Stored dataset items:

-- BEGIN --

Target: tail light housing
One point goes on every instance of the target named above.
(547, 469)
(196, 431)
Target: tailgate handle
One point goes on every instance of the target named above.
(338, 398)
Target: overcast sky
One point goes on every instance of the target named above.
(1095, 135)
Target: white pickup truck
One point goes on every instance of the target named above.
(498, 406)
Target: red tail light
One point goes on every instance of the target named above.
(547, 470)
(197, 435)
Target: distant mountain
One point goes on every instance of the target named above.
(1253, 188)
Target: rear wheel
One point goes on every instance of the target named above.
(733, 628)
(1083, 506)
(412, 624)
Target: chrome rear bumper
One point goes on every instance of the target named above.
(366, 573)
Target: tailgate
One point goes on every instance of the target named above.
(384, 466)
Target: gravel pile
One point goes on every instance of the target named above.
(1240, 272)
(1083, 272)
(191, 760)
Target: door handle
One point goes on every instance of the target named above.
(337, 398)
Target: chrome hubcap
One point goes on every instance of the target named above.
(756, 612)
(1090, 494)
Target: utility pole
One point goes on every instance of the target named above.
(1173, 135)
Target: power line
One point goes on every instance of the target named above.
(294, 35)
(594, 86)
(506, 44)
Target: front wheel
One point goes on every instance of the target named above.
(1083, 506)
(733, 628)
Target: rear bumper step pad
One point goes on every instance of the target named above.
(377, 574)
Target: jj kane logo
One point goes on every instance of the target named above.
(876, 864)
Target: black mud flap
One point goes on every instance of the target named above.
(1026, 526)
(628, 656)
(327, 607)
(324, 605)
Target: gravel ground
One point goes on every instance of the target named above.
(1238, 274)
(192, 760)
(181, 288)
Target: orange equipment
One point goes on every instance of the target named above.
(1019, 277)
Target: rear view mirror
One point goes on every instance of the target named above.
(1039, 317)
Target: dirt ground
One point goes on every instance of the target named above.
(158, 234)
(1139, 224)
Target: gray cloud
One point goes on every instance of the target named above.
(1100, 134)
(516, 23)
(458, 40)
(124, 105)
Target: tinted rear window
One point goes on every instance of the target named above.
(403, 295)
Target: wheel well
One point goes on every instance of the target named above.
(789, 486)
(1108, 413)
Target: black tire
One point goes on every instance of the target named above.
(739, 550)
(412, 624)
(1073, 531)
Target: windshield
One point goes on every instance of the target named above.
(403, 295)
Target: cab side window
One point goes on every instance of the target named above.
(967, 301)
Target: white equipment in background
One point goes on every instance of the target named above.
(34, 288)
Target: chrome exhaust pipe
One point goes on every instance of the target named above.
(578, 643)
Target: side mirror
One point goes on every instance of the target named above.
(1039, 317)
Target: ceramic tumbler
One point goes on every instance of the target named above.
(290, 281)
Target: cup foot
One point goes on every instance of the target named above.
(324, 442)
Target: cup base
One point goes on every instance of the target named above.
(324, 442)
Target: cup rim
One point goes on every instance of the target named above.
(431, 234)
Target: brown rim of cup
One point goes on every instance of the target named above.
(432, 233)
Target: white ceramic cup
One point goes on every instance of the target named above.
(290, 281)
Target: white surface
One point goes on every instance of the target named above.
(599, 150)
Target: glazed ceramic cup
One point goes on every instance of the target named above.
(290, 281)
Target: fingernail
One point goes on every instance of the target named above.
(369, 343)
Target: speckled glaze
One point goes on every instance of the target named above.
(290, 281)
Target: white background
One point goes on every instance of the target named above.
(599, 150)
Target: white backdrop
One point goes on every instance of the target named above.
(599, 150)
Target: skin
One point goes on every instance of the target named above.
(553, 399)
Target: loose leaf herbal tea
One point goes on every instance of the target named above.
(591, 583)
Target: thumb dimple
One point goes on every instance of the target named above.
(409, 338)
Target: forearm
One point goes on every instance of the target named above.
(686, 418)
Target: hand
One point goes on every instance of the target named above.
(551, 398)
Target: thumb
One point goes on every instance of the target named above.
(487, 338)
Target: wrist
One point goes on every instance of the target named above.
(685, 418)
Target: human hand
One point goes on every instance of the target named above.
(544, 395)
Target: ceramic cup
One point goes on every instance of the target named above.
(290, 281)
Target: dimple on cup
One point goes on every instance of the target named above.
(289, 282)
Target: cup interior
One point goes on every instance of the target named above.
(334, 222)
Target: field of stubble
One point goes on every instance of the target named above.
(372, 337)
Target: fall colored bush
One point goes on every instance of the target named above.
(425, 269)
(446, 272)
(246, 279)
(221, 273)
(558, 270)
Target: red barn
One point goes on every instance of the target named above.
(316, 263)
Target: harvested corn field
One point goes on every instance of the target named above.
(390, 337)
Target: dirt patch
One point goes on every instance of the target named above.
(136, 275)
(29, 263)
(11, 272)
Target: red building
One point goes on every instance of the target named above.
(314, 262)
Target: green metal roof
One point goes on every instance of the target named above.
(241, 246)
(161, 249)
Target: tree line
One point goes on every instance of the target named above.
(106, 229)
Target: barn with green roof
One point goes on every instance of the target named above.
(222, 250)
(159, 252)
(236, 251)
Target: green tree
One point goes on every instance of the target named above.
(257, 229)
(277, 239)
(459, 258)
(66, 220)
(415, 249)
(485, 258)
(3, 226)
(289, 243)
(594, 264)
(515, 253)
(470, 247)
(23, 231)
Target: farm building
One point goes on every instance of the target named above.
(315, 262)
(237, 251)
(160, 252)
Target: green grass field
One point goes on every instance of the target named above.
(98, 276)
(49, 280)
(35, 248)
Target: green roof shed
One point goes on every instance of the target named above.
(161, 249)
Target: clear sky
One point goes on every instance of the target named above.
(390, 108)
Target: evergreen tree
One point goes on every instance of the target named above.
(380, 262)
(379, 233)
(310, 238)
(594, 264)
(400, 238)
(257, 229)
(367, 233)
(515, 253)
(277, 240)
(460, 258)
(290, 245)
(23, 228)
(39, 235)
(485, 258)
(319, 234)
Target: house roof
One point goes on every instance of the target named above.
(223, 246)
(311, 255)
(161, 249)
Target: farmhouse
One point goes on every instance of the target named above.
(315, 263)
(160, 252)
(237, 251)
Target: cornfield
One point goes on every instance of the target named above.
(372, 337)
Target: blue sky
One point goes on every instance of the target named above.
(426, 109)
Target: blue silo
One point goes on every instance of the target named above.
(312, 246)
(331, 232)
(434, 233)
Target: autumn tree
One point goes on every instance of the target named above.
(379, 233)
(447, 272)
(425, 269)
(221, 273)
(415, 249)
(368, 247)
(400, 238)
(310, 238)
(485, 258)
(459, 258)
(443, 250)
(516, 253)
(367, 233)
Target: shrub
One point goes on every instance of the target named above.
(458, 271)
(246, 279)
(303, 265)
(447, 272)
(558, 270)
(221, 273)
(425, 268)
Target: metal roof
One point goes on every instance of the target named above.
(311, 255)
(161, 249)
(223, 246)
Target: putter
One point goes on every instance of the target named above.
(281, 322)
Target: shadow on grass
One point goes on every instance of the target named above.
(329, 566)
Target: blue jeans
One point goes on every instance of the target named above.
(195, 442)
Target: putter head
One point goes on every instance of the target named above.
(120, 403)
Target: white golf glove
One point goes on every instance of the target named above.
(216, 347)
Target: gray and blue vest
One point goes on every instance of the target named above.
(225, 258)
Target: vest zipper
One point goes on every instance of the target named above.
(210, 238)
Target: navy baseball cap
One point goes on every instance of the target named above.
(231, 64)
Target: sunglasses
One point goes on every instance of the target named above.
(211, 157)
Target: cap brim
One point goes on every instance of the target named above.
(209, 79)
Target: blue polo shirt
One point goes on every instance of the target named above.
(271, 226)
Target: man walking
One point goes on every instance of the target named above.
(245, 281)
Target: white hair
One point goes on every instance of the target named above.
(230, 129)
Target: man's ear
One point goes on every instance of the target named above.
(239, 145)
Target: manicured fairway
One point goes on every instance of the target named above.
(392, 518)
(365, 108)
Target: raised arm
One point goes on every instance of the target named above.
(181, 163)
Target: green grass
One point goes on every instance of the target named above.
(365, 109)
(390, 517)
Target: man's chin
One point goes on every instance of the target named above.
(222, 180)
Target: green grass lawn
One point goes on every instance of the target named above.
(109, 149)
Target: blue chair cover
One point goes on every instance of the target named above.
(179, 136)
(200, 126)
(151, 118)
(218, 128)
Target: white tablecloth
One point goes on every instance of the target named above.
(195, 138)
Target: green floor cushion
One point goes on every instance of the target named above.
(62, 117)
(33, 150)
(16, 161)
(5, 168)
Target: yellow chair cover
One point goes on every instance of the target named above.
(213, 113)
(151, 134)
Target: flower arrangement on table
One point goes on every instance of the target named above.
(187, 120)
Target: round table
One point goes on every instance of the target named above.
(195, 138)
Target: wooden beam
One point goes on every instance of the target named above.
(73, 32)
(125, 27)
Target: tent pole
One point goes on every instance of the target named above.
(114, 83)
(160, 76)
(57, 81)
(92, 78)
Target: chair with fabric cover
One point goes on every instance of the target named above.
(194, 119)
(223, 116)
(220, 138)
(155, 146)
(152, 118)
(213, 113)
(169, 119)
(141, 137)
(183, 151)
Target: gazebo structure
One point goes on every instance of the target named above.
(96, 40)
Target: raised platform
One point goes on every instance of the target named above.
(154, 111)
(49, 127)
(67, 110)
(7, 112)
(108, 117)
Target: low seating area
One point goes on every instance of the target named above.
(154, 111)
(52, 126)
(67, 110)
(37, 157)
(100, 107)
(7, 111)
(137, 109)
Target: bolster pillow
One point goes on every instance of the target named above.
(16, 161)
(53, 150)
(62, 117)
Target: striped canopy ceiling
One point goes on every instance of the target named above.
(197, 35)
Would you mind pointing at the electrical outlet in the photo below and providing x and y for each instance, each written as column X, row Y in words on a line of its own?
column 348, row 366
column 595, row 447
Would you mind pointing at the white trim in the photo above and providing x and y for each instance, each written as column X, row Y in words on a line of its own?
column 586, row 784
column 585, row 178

-- END --

__What is asked__.
Take the data from the line with "Target: gravel ground" up to and including the line with "(1139, 224)", and reproduce only those lines with "orange equipment" swapped for "orange machinery". Leave everything else unchanged.

__Solution for this exercise__.
Target: gravel ground
One point goes on every instance of the target named above.
(1238, 274)
(192, 760)
(181, 288)
Target: orange machinery
One point goes on every instance of the target named above.
(1019, 277)
Target: rear view mirror
One point goes on every instance of the target named above.
(1039, 317)
Target: dirt ground
One point goes on every instance of the target named above.
(158, 234)
(1139, 224)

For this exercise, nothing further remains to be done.